EXCERPT =
────

David Mamet, premiered at last at the theater he built, remains razor sharp
New York theatergoers are no strangers to the plays of David Mamet. The award-winning playwright, screenwriter, director, essayist, novelist and poet has had his works showcased all over the world since his play “Glengarry Glen Ross” won the Pulitzer Prize in 1984. Mamet’s cutting, staccato signature language has altered the theatrical idiom, and his writings have continually thrown down the gauntlet on contemporary social mores.
This reputation precedes Mamet as the Atlantic Theater Company (ATC) unveils his newest play, “Romance.” Following 17 critically acclaimed revivals of his works, ATC, co-founded in 1983 by Mamet and William H. Macy, is hosting its first world-premiere by the playwright. The show employs ATC repertory cast and longtime Mamet collaborators Bob Balaban, Larry Bryggman, Jim Frangione, Steven Goldstein, Steven Hawley, Keith Nobbs and Christopher Evan Welch. Neil Pepe, the repertory’s artistic director, directs.
Set in a modern day courtroom, “Romance” is an explosive comedy exploring issues ranging from the American judicial system to the Israeli-Palestinian conflict, from fidelity to world peace. The intimate, renovated setting of the Atlantic Theater Company’s Chelsea space provides a poignant venue. Lighting designer James S. Ingalls and scenic designer Robert Brill collaborate to transform the cozy theater into a stark courtroom—a prime playground for the blurring of the emotional with the political.
Mamet’s typically jarring language takes a daring stab at the closely held tenets of Judaism, Christianity, the gay rights movement and other hot-button issues, all in the service of dispelling long-held myths. The profane and profound rants of a drug-addled judge (portrayed by Bryggman) often had the audience cracking up.

────

EXCERPTED RECORDS =
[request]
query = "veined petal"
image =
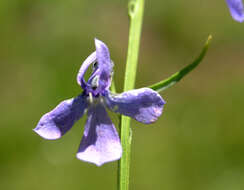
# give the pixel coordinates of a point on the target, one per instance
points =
(100, 142)
(144, 104)
(236, 9)
(104, 64)
(80, 77)
(57, 122)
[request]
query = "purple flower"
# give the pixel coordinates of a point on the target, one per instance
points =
(236, 9)
(100, 142)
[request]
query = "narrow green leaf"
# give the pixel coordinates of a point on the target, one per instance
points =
(176, 77)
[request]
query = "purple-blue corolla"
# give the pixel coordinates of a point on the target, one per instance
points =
(100, 142)
(236, 9)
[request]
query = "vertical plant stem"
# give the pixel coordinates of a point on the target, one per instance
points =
(135, 10)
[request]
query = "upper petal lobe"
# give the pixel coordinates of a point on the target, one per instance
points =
(57, 122)
(100, 142)
(104, 64)
(144, 104)
(80, 77)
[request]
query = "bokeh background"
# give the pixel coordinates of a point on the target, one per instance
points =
(198, 143)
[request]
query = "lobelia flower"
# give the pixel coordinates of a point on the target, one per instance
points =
(100, 142)
(236, 9)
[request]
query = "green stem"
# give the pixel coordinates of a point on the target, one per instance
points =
(135, 10)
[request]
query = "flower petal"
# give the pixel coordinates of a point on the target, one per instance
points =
(100, 143)
(80, 77)
(144, 104)
(236, 9)
(57, 122)
(104, 64)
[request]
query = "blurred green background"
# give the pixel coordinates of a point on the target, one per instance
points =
(198, 143)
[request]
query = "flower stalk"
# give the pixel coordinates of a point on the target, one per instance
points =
(135, 11)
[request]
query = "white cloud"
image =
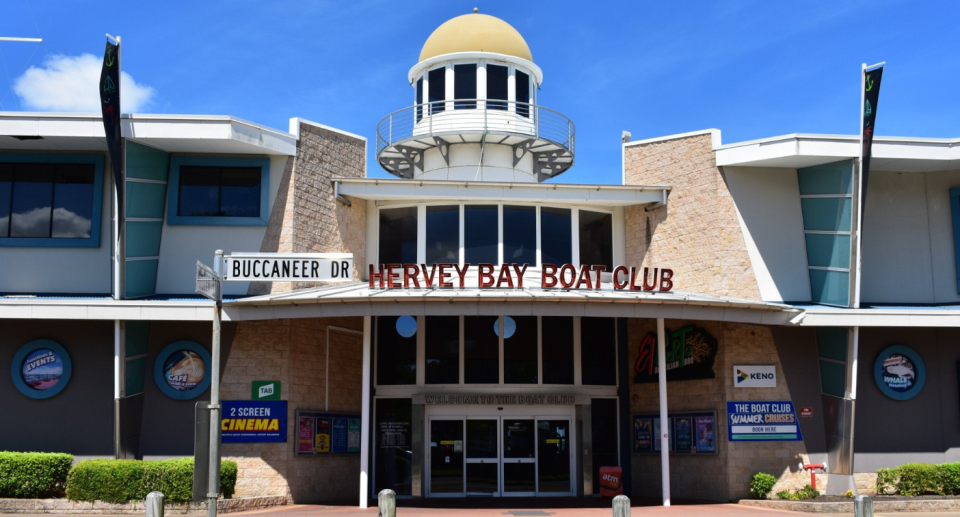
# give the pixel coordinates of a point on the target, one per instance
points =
(69, 83)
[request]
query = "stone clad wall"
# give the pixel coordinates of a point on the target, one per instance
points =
(293, 351)
(698, 233)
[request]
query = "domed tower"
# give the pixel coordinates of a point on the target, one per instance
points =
(475, 114)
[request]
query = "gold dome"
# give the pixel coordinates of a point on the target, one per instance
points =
(476, 33)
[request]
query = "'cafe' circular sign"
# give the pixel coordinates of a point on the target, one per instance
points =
(899, 372)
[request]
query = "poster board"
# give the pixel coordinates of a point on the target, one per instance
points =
(322, 434)
(692, 432)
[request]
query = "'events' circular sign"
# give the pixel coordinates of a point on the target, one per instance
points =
(41, 369)
(181, 370)
(899, 372)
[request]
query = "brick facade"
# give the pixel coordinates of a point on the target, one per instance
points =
(698, 233)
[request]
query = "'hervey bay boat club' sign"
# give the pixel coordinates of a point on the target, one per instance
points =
(510, 276)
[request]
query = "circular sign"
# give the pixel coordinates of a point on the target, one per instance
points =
(899, 372)
(41, 369)
(181, 370)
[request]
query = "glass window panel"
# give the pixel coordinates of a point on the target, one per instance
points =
(480, 234)
(398, 235)
(556, 242)
(520, 349)
(73, 201)
(830, 287)
(396, 350)
(598, 351)
(481, 350)
(828, 250)
(497, 86)
(520, 235)
(437, 90)
(240, 192)
(32, 204)
(465, 85)
(199, 191)
(6, 190)
(826, 213)
(557, 349)
(523, 94)
(443, 234)
(442, 342)
(596, 239)
(830, 178)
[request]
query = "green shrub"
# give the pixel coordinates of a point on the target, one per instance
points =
(33, 475)
(119, 481)
(761, 484)
(918, 479)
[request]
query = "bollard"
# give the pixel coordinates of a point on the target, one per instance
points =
(155, 504)
(621, 506)
(862, 506)
(387, 503)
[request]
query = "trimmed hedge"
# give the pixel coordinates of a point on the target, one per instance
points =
(33, 475)
(119, 481)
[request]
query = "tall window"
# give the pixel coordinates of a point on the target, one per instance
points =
(497, 86)
(480, 234)
(219, 191)
(465, 86)
(438, 89)
(596, 239)
(398, 235)
(46, 200)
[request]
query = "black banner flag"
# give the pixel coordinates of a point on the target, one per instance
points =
(110, 107)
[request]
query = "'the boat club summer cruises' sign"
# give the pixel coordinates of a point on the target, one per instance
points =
(756, 421)
(510, 276)
(899, 372)
(690, 355)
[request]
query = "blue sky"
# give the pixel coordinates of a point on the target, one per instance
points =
(751, 69)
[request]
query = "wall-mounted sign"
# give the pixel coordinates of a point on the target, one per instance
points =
(41, 369)
(265, 390)
(690, 433)
(755, 421)
(319, 433)
(690, 355)
(510, 276)
(899, 372)
(253, 421)
(754, 376)
(288, 267)
(181, 370)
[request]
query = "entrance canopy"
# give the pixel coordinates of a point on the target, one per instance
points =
(358, 299)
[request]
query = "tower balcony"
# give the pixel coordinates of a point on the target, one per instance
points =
(405, 136)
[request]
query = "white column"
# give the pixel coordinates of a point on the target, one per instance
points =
(365, 416)
(664, 424)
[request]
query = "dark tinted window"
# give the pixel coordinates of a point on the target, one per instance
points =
(443, 234)
(556, 242)
(520, 235)
(557, 349)
(497, 86)
(437, 89)
(442, 347)
(219, 191)
(480, 229)
(398, 235)
(396, 350)
(481, 350)
(523, 93)
(464, 85)
(598, 351)
(520, 349)
(596, 239)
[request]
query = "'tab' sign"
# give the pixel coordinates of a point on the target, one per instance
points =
(754, 376)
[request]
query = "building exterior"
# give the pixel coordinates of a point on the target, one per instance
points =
(502, 334)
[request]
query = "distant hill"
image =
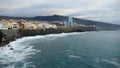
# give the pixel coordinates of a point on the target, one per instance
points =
(99, 25)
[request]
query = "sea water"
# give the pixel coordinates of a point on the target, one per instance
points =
(100, 49)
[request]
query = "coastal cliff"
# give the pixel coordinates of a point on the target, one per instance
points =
(7, 36)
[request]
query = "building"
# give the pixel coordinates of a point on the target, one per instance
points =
(70, 21)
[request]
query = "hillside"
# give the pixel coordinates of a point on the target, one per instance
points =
(99, 25)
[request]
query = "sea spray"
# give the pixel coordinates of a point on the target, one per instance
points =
(22, 51)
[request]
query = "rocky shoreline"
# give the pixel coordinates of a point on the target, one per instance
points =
(6, 36)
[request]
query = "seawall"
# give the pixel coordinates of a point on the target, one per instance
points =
(7, 36)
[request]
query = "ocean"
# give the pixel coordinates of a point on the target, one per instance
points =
(96, 49)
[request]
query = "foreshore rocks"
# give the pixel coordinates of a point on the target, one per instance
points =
(6, 36)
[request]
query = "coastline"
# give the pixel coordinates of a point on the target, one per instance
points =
(8, 36)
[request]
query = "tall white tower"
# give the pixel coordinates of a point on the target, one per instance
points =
(70, 21)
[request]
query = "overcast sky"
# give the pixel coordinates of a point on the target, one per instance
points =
(99, 10)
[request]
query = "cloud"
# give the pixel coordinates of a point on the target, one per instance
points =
(105, 10)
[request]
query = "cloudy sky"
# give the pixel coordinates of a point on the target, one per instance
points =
(98, 10)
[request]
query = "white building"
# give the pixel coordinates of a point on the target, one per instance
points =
(3, 26)
(15, 25)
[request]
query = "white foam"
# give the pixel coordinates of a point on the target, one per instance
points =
(22, 50)
(112, 62)
(74, 56)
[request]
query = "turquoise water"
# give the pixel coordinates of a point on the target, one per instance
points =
(67, 50)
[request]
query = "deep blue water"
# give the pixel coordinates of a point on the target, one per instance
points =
(67, 50)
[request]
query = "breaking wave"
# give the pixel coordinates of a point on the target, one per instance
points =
(17, 53)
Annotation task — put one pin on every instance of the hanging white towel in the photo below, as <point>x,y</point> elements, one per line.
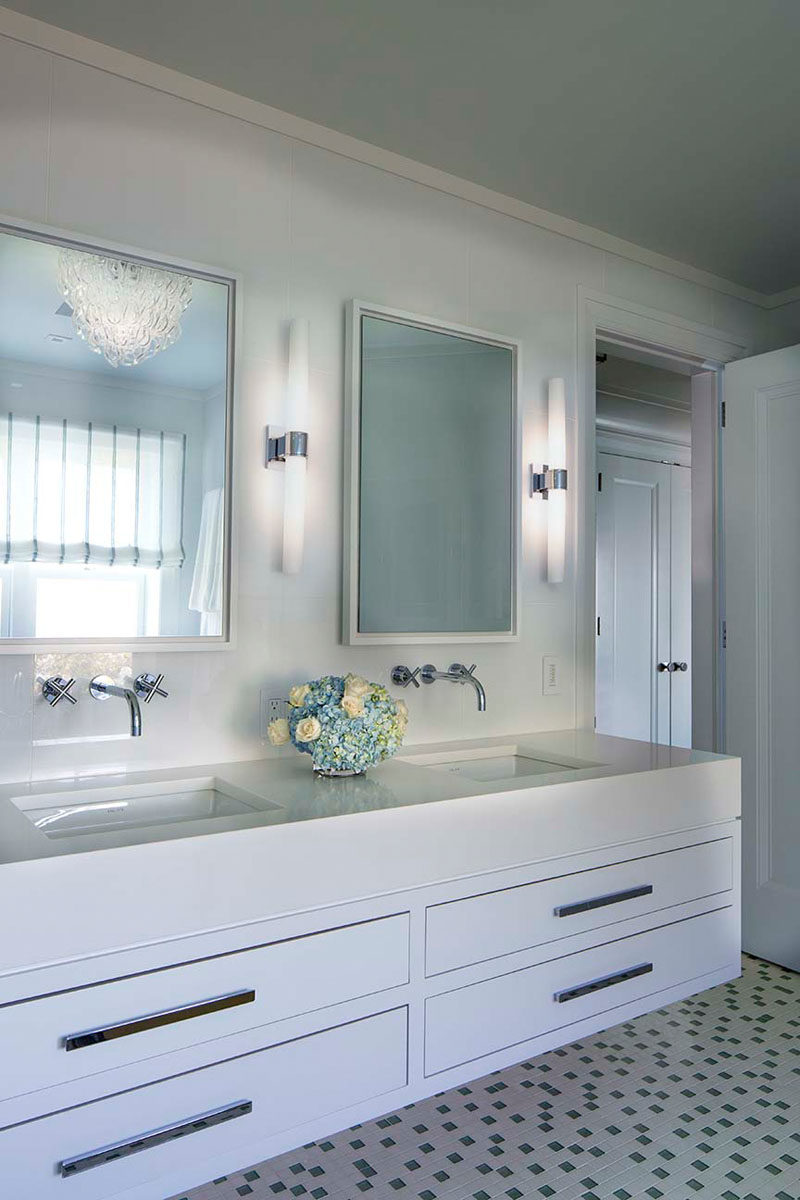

────

Copy out the theater review of David Mamet's "Romance" in full, word for word, from the headline through the last sentence.

WORKED SOLUTION =
David Mamet, premiered at last at the theater he built, remains razor sharp
New York theatergoers are no strangers to the plays of David Mamet. The award-winning playwright, screenwriter, director, essayist, novelist and poet has had his works showcased all over the world since his play “Glengarry Glen Ross” won the Pulitzer Prize in 1984. Mamet’s cutting, staccato signature language has altered the theatrical idiom, and his writings have continually thrown down the gauntlet on contemporary social mores.
This reputation precedes Mamet as the Atlantic Theater Company (ATC) unveils his newest play, “Romance.” Following 17 critically acclaimed revivals of his works, ATC, co-founded in 1983 by Mamet and William H. Macy, is hosting its first world-premiere by the playwright. The show employs ATC repertory cast and longtime Mamet collaborators Bob Balaban, Larry Bryggman, Jim Frangione, Steven Goldstein, Steven Hawley, Keith Nobbs and Christopher Evan Welch. Neil Pepe, the repertory’s artistic director, directs.
Set in a modern day courtroom, “Romance” is an explosive comedy exploring issues ranging from the American judicial system to the Israeli-Palestinian conflict, from fidelity to world peace. The intimate, renovated setting of the Atlantic Theater Company’s Chelsea space provides a poignant venue. Lighting designer James S. Ingalls and scenic designer Robert Brill collaborate to transform the cozy theater into a stark courtroom—a prime playground for the blurring of the emotional with the political.
Mamet’s typically jarring language takes a daring stab at the closely held tenets of Judaism, Christianity, the gay rights movement and other hot-button issues, all in the service of dispelling long-held myths. The profane and profound rants of a drug-addled judge (portrayed by Bryggman) often had the audience cracking up.